— EXERCISE INPUTS —
###

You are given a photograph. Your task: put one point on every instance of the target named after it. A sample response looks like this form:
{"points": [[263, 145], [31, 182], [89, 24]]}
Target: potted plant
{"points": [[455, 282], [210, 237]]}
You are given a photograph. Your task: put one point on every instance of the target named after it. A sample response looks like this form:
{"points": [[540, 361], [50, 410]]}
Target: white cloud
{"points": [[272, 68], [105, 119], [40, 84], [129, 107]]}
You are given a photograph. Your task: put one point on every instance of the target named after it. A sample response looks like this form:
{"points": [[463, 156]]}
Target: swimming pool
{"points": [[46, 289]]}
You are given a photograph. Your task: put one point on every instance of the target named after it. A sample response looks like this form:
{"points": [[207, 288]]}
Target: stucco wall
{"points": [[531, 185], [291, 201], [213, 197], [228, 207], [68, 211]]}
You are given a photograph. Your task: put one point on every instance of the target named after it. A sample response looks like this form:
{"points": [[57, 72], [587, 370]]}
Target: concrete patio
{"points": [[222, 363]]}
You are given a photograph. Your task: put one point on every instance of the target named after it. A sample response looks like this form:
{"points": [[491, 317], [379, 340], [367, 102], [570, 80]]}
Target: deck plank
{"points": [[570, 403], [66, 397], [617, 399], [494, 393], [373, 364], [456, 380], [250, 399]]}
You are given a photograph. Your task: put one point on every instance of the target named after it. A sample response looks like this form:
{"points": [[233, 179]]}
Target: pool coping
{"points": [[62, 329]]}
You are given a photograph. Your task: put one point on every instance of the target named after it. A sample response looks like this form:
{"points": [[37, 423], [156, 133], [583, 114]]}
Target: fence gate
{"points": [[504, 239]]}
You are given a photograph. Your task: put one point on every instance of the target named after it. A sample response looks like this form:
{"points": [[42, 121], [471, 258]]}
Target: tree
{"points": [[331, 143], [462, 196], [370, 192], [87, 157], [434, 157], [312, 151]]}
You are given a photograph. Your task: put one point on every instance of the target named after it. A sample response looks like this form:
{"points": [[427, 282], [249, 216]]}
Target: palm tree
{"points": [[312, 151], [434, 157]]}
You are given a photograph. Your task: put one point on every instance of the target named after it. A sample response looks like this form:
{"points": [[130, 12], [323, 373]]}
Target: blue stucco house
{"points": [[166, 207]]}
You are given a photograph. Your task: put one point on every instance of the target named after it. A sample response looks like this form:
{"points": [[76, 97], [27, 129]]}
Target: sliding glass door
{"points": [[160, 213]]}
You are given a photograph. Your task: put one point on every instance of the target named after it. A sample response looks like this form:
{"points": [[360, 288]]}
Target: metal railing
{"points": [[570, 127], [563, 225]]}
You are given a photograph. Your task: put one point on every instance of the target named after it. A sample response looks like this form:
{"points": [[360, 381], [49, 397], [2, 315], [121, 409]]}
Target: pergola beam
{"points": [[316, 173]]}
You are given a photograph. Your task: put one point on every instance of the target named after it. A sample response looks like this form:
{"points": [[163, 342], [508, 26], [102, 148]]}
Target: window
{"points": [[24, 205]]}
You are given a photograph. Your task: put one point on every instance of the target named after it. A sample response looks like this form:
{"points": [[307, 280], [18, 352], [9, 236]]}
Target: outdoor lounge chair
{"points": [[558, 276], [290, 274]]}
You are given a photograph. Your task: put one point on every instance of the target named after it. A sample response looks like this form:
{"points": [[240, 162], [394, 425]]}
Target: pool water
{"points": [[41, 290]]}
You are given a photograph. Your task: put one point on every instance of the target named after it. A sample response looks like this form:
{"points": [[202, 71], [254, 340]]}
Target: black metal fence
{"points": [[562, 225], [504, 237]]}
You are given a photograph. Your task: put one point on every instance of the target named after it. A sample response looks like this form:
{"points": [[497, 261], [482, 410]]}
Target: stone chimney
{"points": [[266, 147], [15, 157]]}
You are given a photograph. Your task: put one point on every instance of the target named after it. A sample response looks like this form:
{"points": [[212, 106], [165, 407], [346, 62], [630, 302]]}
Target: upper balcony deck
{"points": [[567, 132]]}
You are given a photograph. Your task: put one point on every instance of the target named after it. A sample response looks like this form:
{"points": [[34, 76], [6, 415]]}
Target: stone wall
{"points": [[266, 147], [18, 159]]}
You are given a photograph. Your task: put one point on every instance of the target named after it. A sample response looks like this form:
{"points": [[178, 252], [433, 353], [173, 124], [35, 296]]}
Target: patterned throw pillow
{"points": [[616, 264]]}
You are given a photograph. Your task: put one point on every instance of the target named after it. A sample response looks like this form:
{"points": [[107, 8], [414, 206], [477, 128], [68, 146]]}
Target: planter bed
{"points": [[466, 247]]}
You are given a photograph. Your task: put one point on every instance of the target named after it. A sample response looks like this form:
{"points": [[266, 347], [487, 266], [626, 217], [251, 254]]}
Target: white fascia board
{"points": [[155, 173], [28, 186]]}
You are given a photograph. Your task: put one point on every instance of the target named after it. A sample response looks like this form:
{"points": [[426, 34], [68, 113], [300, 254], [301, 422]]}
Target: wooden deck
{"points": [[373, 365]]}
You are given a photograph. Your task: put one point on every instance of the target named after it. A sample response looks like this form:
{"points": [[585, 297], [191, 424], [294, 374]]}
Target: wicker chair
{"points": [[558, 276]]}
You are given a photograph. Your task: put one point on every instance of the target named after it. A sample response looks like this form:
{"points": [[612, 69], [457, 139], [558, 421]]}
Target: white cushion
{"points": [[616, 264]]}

###

— WHAT YOU ARE ASKED TO DO —
How many lines in the rows above contain the string "wall"? Case counts. Reply with the number only.

— COMPLETE ANSWER —
2